WORK TO DO> Find the line containing "Task: identify the white hockey helmet". Retype it and every later line of the records exactly, leaving out pictures.

GIVEN DATA>
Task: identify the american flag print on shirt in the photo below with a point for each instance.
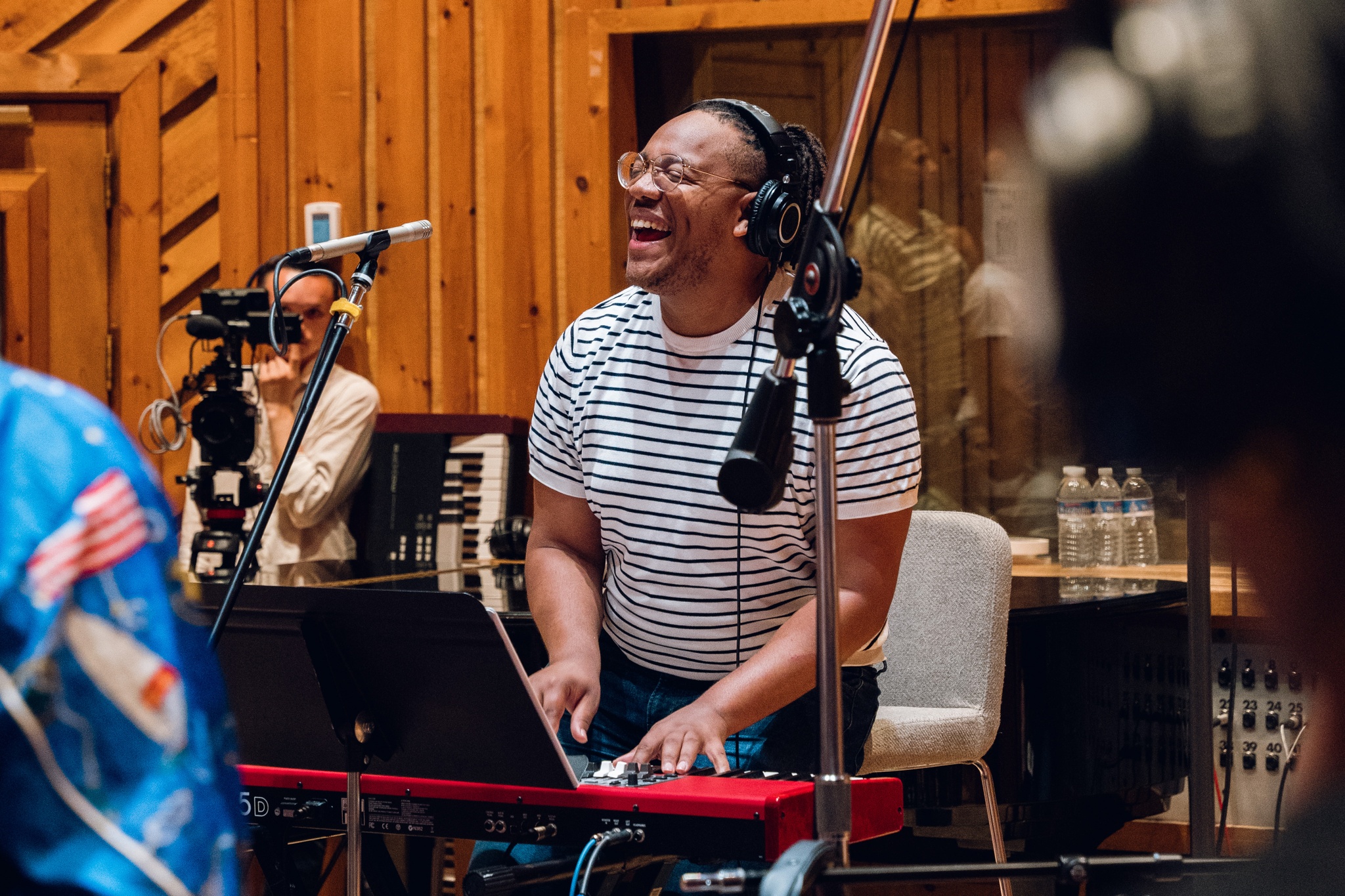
(108, 527)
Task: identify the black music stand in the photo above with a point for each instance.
(412, 684)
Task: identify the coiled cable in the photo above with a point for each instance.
(152, 417)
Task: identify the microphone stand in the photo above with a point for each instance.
(345, 312)
(752, 476)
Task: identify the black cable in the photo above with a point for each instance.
(613, 836)
(282, 345)
(1283, 777)
(1228, 769)
(738, 585)
(877, 120)
(1279, 801)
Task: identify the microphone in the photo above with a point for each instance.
(372, 240)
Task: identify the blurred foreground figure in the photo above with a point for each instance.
(1196, 163)
(114, 725)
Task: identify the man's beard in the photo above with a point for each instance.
(678, 276)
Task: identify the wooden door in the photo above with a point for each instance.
(70, 141)
(24, 261)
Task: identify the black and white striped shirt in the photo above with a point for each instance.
(636, 421)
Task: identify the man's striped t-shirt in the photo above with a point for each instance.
(636, 419)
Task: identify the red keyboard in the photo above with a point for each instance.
(693, 816)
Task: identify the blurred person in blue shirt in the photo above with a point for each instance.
(116, 743)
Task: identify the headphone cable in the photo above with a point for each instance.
(738, 585)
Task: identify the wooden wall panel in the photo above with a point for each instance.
(24, 314)
(186, 46)
(72, 140)
(27, 24)
(273, 137)
(455, 295)
(399, 305)
(190, 165)
(514, 238)
(119, 24)
(133, 314)
(971, 125)
(324, 85)
(240, 151)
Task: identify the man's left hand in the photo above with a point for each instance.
(277, 378)
(682, 736)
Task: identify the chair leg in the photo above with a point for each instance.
(997, 834)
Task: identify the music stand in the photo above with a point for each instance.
(412, 684)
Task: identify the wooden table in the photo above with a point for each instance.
(1250, 606)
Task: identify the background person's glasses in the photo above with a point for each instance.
(666, 171)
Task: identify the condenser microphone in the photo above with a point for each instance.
(372, 240)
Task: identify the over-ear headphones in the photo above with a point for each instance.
(775, 217)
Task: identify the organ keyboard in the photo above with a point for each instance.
(437, 484)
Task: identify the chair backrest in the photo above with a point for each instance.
(950, 616)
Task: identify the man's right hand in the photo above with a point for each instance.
(569, 685)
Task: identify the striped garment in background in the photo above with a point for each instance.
(636, 421)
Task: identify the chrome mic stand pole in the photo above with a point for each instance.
(752, 477)
(831, 793)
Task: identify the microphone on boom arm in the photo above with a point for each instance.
(369, 241)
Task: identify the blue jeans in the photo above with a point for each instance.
(635, 698)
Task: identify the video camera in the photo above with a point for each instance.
(225, 425)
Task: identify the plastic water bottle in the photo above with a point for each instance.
(1074, 517)
(1137, 522)
(1109, 550)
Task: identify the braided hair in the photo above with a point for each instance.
(749, 164)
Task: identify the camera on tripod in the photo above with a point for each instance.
(225, 425)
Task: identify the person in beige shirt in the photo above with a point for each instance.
(311, 521)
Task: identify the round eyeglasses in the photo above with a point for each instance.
(665, 171)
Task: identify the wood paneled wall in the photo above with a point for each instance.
(182, 35)
(494, 120)
(444, 114)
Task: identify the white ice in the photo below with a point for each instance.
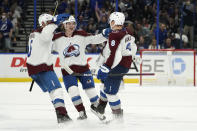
(145, 109)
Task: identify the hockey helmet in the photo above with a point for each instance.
(44, 18)
(70, 19)
(117, 17)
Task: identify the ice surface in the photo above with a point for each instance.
(145, 109)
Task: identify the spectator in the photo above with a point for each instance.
(188, 20)
(142, 44)
(153, 44)
(62, 7)
(6, 28)
(162, 35)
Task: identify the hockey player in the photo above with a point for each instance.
(39, 62)
(122, 50)
(71, 46)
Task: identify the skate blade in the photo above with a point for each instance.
(100, 116)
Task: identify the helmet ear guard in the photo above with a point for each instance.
(70, 19)
(44, 18)
(117, 17)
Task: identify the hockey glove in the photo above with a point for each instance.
(137, 60)
(103, 72)
(58, 19)
(106, 32)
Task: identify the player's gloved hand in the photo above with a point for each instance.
(58, 19)
(76, 74)
(106, 32)
(137, 60)
(103, 72)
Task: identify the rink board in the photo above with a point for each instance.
(13, 68)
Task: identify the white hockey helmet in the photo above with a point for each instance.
(44, 18)
(117, 17)
(70, 19)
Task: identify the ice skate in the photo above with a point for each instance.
(97, 112)
(101, 107)
(62, 115)
(82, 115)
(117, 114)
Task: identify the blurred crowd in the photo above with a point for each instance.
(10, 23)
(177, 27)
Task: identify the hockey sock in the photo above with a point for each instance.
(92, 95)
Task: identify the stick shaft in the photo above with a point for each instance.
(122, 74)
(32, 83)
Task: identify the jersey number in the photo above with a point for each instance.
(128, 46)
(29, 48)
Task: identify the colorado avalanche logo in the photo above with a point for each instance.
(71, 50)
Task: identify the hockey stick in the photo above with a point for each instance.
(121, 74)
(56, 5)
(32, 83)
(135, 67)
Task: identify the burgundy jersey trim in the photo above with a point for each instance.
(39, 30)
(81, 33)
(76, 69)
(126, 61)
(114, 41)
(39, 68)
(58, 35)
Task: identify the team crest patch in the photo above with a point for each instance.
(88, 81)
(113, 43)
(71, 50)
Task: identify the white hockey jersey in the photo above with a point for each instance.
(39, 54)
(72, 49)
(119, 49)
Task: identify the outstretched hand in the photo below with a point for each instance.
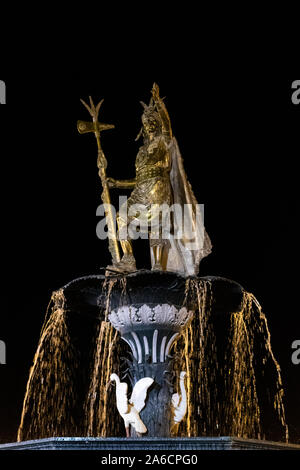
(111, 182)
(155, 92)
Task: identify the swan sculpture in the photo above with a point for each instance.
(179, 402)
(129, 410)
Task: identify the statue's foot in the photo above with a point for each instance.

ANSWER FOR THE TASK>
Task: identify the white hockey helmet in the photo above with a point for each instance.
(44, 18)
(117, 17)
(70, 19)
Task: identify the ice skate in the photo above with a point for each instance.
(97, 112)
(101, 107)
(62, 115)
(82, 115)
(117, 114)
Task: identify the blurred crowd in the photo above with a point for each instance.
(10, 23)
(177, 27)
Task: identify the hockey sock in the photo above with a point for each instance.
(92, 95)
Task: identify the stick shaft in the photo above with a point for each instance.
(122, 74)
(32, 83)
Task: identify the jersey number in the photo above with a point for each instance.
(128, 46)
(29, 48)
Task: identify the colorado avalanche logo in the photo above with a point for each instance.
(71, 50)
Task: identify the hockey stick in the photo above with a point for each instance.
(121, 74)
(56, 5)
(32, 83)
(135, 67)
Task: identify the burgundy jersey trim in the photo above with a point for each instance.
(39, 30)
(81, 33)
(76, 69)
(126, 61)
(114, 41)
(39, 68)
(58, 35)
Task: identify the team crest patch in the photo above with a point for each instance.
(88, 81)
(113, 43)
(71, 50)
Task: identify the white hockey jersey in the photo above with a point for each instance.
(39, 54)
(72, 49)
(119, 49)
Task: identify the outstretched hand in the photo below with a point for each instance.
(111, 182)
(155, 92)
Task: identify the swan sculpture in the photo above with a point for each instance.
(179, 402)
(129, 410)
Task: identify the statue's foot in the photo above with a point for each instance.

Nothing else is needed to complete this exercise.